Dataset rows on where objects appear
[Start]

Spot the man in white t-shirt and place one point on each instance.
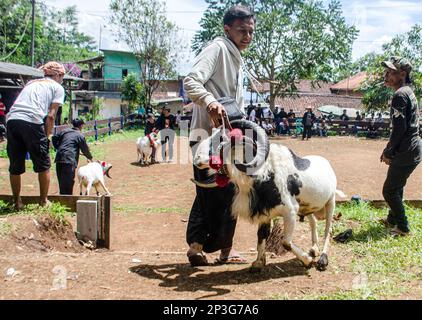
(30, 122)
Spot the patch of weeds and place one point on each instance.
(127, 209)
(6, 228)
(6, 208)
(387, 262)
(57, 211)
(3, 151)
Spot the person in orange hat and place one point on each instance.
(30, 122)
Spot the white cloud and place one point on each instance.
(377, 20)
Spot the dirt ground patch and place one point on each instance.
(150, 210)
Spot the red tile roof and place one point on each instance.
(350, 84)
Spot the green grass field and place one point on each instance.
(386, 266)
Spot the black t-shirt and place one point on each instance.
(148, 127)
(68, 144)
(405, 146)
(168, 122)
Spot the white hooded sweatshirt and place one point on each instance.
(216, 73)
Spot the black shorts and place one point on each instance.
(23, 137)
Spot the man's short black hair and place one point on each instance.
(77, 122)
(237, 12)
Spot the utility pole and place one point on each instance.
(33, 34)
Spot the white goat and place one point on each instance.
(93, 174)
(144, 147)
(283, 184)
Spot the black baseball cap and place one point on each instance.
(77, 122)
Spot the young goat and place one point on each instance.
(93, 174)
(275, 183)
(145, 146)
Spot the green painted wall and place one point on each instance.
(114, 64)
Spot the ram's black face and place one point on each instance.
(247, 154)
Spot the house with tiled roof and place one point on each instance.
(344, 94)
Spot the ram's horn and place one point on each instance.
(204, 185)
(108, 171)
(262, 144)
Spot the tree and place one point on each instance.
(408, 45)
(56, 34)
(294, 40)
(153, 39)
(132, 91)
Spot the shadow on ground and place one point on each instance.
(184, 278)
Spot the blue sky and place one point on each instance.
(378, 20)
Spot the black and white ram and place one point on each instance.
(274, 183)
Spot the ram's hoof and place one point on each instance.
(256, 266)
(322, 262)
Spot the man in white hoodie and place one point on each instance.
(217, 73)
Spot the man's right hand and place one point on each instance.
(216, 111)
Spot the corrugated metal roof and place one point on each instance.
(18, 69)
(22, 70)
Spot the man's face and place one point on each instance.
(393, 78)
(241, 32)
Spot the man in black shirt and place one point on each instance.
(308, 121)
(166, 123)
(404, 149)
(68, 144)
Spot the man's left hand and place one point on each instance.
(387, 161)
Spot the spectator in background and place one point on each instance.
(166, 123)
(344, 116)
(277, 114)
(372, 132)
(308, 121)
(149, 109)
(150, 126)
(322, 128)
(2, 111)
(283, 114)
(403, 152)
(291, 115)
(268, 127)
(178, 118)
(252, 115)
(259, 114)
(68, 144)
(30, 122)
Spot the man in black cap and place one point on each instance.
(68, 144)
(404, 150)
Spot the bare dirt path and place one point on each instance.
(150, 209)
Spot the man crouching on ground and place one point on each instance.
(29, 124)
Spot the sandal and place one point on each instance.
(396, 232)
(234, 259)
(386, 223)
(198, 260)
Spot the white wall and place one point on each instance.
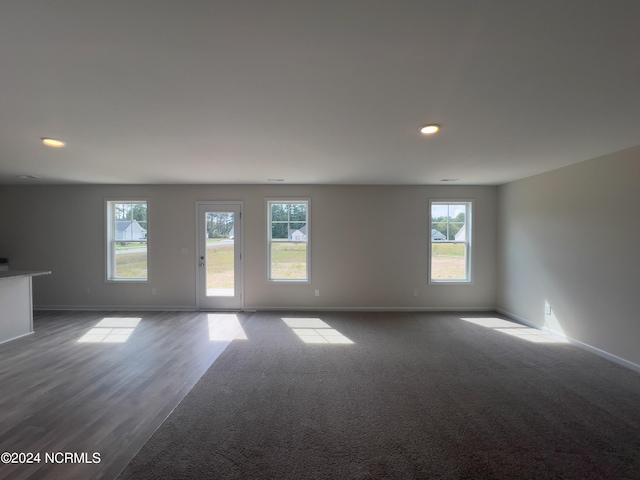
(369, 245)
(570, 237)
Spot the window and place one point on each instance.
(450, 241)
(127, 238)
(288, 239)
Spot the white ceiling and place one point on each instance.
(326, 91)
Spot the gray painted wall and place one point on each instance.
(570, 237)
(368, 245)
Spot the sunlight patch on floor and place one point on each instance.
(315, 330)
(515, 329)
(111, 330)
(225, 327)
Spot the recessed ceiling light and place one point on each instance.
(52, 142)
(430, 129)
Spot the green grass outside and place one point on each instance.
(129, 246)
(448, 249)
(289, 261)
(220, 271)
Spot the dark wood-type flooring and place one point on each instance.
(61, 395)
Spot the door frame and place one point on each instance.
(240, 245)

[End]

## Task to complete
Give back, unchanged, every line from the one with "Spot the white ceiling" to the end of the entries above.

## The output
Spot the white ceiling and place one point on each instance.
(326, 91)
Spot the gray painted wall and place one point on each instance.
(570, 237)
(368, 245)
Spot the sunlight patch on floor and place one point on each instance.
(315, 330)
(515, 329)
(111, 330)
(225, 327)
Spot the recessed ceiling light and place one point on each instance.
(52, 142)
(430, 129)
Spot the green grass outside and place one point on each instance.
(129, 246)
(448, 249)
(289, 261)
(220, 271)
Spot the dark wood-type flooring and place one point on each instance.
(61, 395)
Spot the door frame and place one point on each instance.
(240, 245)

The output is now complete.